DO THIS:
Reproduce, word for word, the lines of the data starting with the line containing "of the teal" and continuing through the last line of the data, both included.
-- START OF SOURCE MATERIAL --
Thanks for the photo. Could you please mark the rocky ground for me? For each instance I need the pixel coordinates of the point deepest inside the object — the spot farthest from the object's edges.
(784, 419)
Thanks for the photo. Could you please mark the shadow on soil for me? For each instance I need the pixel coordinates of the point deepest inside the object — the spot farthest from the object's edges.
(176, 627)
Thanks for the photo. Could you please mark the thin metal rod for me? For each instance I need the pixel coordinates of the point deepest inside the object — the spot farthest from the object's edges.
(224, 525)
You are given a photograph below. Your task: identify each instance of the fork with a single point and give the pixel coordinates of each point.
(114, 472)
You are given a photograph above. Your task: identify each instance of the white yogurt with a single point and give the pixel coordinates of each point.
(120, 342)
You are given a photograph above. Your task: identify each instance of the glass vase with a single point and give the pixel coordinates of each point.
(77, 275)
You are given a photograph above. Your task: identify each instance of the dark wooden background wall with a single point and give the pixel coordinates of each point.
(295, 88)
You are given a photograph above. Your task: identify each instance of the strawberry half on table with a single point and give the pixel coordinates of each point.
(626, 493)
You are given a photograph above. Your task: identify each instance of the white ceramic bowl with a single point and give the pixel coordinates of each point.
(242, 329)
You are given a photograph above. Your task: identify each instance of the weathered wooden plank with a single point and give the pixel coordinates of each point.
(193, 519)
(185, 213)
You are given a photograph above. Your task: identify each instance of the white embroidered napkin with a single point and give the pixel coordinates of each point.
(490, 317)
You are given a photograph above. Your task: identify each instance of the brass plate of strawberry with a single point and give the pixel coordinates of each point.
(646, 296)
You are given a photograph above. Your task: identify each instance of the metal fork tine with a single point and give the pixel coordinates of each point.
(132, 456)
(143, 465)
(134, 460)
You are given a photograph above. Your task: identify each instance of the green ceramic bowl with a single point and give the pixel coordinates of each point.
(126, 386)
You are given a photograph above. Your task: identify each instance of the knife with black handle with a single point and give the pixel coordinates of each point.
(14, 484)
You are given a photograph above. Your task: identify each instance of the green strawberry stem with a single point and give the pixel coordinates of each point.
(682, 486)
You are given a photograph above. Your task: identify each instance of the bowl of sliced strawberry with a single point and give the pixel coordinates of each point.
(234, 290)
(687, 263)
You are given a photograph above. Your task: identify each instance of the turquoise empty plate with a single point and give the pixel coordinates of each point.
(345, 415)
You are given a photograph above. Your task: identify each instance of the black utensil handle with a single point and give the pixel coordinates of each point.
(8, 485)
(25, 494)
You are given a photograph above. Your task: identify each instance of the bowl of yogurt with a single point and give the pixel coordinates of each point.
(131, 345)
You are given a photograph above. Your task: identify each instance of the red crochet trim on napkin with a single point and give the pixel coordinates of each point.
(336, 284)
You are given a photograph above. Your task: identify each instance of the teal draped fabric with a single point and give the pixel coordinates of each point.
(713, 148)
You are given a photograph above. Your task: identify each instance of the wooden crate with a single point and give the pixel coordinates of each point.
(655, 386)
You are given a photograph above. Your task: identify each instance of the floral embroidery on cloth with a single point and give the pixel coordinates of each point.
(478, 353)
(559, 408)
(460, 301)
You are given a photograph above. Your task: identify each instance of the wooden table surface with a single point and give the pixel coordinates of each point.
-- END OF SOURCE MATERIAL --
REPLY TO THE EXERCISE:
You are given a photograph above. Your task: identify each instance of the teal draped fabric with a single point and give the pixel coordinates of each point.
(713, 148)
You are given a photograph above. Your task: identify each instance of the wooden crate with a single point and give the pixel coordinates of each point.
(655, 386)
You are given a photograph above. Your task: identify each instance of the floral embroidery on cloth with a single point and give the pixel coordinates of each point.
(478, 353)
(559, 408)
(460, 301)
You are given a photograph above. Your task: identify each instance of the wooden table surface with a single point and give the pixel coordinates of each point.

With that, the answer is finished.